TEXT FOR ANALYSIS =
————

Cosy though it is, David O Russell's strange and occasionally subversive comedy-drama is a compelling story of damaged romantics.
At a certain point in time, American director David O Russell was one of the more unpredictable and acerbic comedic talents working on the fringe of mainstream Hollywood. Movies like Flirting With Disaster and Three Kings displayed an intelligence and ungainly wit that made their success gratifying, but unlikely.
His previous film, The Fighter, saw O Russell playing it very straight, and though the film worked on its own terms, it seemed he might have left his wild years behind him. Thankfully, Silver Linings Playbook proves that O Russell hasn’t lost the knack of toploading a little subversion into a star-packed studio picture. Sure, it wraps up a little more cosily than the director’s hardcore fans might have liked but, for just over an hour, this is one of the strangest American comedies to emerge in quite some time.

————

EXTRACTED RECORDS =
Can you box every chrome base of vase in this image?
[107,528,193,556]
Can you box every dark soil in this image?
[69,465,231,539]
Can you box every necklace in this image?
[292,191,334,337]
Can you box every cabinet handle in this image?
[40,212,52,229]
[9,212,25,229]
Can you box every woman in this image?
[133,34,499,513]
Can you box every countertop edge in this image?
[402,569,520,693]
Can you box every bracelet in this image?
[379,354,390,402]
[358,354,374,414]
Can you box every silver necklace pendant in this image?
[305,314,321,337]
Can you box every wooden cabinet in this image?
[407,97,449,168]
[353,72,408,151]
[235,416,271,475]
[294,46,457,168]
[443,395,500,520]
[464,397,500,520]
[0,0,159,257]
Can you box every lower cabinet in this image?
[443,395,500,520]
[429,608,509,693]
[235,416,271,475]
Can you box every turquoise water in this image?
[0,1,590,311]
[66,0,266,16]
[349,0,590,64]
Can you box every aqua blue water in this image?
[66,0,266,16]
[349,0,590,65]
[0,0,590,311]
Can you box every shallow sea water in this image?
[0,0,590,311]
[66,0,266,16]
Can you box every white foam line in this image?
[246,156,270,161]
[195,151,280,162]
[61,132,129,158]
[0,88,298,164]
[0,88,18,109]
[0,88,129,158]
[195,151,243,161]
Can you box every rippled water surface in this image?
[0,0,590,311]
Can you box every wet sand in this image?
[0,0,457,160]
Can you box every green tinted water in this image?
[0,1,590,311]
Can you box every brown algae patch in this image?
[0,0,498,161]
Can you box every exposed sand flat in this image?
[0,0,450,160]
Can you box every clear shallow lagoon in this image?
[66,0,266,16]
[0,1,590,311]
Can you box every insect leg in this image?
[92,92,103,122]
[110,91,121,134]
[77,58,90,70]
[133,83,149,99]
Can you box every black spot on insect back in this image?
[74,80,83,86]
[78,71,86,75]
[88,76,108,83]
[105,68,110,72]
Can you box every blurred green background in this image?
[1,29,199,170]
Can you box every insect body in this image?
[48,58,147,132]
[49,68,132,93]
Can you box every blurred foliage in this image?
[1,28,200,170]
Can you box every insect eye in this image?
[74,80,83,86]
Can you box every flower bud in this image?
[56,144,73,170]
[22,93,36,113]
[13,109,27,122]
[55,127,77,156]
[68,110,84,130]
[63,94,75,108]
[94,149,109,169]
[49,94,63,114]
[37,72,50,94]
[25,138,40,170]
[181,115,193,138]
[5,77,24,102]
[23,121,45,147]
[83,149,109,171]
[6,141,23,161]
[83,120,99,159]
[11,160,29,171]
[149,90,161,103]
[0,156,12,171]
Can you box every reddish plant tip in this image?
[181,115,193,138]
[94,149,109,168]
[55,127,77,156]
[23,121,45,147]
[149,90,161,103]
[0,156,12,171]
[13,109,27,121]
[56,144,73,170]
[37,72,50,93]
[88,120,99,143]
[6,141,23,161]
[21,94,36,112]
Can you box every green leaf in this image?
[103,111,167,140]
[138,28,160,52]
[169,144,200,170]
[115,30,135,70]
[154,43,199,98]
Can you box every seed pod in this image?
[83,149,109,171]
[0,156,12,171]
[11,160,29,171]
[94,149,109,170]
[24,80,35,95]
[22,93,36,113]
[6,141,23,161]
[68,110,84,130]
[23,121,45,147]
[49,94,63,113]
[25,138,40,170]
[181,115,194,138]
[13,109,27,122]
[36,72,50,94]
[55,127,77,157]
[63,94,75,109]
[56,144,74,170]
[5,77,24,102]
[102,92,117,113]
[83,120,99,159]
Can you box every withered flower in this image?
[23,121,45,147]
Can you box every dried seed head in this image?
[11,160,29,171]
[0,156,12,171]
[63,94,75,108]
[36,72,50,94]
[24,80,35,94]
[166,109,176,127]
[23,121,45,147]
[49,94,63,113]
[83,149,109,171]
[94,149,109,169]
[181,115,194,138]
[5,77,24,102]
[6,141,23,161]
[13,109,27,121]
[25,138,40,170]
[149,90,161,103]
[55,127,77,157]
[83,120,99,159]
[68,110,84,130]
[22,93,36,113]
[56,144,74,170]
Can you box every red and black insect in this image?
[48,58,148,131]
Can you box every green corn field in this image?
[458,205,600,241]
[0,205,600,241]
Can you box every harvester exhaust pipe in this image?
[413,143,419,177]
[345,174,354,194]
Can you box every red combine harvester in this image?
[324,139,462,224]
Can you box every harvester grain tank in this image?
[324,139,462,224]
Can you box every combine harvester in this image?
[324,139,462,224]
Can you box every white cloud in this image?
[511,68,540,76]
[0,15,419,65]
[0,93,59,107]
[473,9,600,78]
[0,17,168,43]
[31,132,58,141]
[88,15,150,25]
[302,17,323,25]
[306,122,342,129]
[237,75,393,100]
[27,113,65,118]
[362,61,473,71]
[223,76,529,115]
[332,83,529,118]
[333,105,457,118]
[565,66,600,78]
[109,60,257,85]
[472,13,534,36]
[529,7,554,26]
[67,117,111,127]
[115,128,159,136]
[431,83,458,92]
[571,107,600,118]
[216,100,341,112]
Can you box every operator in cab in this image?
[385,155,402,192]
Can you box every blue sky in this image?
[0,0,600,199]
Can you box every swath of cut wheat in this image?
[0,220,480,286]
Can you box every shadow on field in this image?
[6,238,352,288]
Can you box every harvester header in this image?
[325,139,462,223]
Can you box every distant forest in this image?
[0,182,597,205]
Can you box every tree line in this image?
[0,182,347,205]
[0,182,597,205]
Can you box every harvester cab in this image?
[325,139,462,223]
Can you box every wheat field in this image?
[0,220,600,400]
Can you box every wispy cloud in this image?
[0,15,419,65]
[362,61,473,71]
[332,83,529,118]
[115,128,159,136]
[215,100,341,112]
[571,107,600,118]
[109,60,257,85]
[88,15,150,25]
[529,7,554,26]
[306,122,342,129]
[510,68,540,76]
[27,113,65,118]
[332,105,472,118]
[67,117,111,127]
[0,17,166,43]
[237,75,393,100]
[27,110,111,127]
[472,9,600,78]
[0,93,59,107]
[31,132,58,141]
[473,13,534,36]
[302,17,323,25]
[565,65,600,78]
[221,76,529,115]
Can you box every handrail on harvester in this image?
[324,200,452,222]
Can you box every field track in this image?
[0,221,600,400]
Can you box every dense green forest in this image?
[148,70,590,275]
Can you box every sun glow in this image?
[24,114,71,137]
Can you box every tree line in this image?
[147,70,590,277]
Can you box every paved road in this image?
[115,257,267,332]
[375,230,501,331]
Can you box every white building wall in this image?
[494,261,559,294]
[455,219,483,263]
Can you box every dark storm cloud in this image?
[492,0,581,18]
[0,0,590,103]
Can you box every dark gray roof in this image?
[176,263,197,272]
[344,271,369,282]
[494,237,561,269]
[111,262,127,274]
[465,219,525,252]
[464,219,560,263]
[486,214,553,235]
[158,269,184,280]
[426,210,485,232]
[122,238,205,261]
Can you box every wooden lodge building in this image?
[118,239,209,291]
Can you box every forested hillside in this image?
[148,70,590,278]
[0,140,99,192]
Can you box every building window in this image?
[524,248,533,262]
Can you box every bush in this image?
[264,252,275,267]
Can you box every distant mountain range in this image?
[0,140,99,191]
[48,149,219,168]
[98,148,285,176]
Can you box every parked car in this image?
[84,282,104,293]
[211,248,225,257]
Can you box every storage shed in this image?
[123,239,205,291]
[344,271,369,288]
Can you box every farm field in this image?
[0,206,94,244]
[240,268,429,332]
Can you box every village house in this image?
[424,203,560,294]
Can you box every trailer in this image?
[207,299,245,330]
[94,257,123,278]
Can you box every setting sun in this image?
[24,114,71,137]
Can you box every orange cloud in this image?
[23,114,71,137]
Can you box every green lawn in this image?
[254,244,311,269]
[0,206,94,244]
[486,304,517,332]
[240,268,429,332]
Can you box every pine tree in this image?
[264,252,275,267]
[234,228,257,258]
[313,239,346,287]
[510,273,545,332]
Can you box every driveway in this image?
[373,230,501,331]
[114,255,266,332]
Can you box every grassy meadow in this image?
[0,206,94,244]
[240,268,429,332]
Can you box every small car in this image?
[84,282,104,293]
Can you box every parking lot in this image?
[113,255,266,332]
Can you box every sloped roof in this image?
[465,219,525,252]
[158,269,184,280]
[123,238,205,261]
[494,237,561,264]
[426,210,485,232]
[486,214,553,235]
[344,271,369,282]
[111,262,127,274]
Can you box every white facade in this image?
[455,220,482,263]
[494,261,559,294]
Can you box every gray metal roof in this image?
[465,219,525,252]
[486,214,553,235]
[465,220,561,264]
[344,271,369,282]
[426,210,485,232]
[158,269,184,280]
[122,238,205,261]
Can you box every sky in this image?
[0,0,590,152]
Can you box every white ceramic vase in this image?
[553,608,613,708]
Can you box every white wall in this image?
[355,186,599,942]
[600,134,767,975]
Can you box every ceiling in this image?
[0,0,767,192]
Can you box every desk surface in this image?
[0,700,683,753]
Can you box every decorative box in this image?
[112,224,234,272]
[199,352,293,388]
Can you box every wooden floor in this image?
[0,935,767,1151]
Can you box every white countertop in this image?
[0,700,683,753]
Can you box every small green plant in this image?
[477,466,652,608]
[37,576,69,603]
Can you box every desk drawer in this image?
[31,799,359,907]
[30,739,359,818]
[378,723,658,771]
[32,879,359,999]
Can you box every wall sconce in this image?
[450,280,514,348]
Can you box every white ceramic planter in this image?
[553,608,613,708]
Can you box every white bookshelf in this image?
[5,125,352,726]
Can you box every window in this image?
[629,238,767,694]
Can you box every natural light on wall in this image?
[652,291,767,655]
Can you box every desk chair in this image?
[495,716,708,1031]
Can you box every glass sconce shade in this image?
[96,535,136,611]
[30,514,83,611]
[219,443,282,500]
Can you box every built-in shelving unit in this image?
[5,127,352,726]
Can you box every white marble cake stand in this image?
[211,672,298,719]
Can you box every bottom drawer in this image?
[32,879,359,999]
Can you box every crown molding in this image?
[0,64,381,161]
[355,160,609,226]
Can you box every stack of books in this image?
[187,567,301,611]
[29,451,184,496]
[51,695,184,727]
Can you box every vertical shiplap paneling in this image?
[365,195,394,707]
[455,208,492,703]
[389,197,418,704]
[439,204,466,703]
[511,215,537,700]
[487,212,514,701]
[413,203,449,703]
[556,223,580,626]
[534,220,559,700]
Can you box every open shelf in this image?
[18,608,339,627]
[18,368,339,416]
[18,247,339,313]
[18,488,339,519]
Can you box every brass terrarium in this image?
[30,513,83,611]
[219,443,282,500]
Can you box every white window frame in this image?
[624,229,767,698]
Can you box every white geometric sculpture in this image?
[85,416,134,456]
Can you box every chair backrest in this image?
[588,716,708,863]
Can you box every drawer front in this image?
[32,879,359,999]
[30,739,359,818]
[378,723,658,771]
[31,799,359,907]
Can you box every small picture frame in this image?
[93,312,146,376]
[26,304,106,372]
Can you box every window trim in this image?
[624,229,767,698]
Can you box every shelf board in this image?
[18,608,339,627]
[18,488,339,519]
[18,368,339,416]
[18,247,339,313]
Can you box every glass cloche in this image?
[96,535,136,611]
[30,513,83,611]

————

EXERCISE = Decide whether each statement agrees with the review of Silver Linings Playbook, answering yes or no and quoting the words from the review that settle it. (a) The Fighter came out before Silver Linings Playbook. (b) The review says Silver Linings Playbook ends more darkly than O Russell's hardcore fans might have wanted. (c) Three Kings is given as one of O Russell's movies.

YOUR SOLUTION =
(a) Yes: "His previous film, The Fighter"
(b) No: "it wraps up a little more cosily than the director’s hardcore fans might have liked"
(c) Yes: "Movies like Flirting With Disaster and Three Kings displayed an intelligence and ungainly wit"